* **Task brief**: Pull out every line of the records below that contains the string "bare", treating uppercase and lowercase as different.

* **Data for this task**:

___

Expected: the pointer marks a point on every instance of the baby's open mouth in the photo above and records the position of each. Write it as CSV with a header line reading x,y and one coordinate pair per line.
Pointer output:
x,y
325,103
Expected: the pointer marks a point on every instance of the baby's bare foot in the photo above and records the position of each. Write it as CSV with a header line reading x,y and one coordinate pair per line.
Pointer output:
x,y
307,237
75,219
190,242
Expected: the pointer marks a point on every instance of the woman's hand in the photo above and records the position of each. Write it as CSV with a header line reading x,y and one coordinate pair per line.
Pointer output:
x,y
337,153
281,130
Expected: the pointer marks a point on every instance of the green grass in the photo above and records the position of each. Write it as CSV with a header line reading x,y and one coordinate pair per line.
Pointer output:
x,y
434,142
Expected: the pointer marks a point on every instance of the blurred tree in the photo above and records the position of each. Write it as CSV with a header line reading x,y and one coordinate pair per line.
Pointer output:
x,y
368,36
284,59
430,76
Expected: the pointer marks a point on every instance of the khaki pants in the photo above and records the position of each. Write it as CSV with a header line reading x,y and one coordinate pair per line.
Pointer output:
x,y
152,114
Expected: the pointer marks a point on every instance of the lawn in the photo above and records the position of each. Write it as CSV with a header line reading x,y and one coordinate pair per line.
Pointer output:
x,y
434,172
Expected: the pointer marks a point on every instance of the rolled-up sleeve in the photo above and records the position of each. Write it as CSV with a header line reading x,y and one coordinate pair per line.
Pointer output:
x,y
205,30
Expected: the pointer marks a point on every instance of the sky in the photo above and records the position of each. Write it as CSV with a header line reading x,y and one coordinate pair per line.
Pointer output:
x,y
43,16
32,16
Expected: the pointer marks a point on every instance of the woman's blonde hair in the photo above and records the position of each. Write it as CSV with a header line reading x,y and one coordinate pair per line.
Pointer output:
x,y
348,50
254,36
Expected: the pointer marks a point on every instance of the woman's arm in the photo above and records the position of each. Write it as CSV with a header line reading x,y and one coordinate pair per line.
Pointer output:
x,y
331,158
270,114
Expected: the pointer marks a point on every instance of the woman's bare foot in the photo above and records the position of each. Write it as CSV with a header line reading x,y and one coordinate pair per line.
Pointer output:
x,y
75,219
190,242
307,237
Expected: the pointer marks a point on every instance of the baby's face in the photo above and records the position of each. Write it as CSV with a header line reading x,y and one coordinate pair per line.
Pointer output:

___

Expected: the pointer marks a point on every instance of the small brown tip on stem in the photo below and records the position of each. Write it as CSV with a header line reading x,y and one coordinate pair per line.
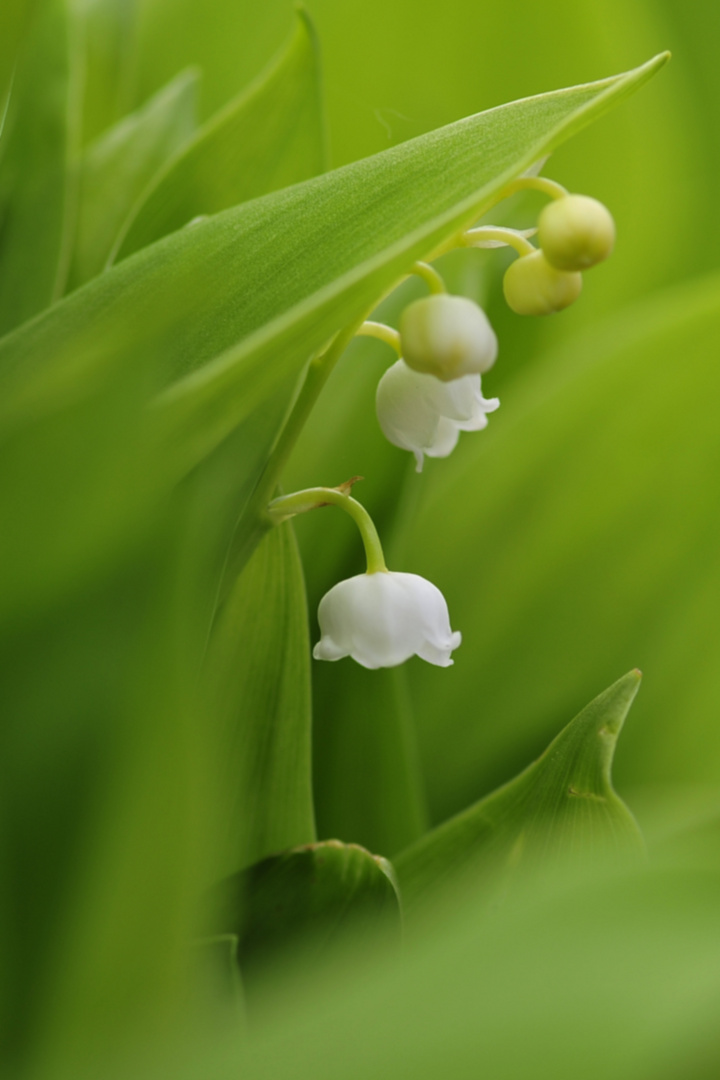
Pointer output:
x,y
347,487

___

* **Task output**:
Expected: the pointer marks a point on every instance of the baby's bare foot in the photo above and records the position of each. Write it as CSV with a header line reading x,y and one coordinate pair per line.
Expected: the pointer marks a point on every instance of the woman's bare foot in the photo above and records the position of each. Write it as CSV with a header line reading x,y and one coordinate pair per line.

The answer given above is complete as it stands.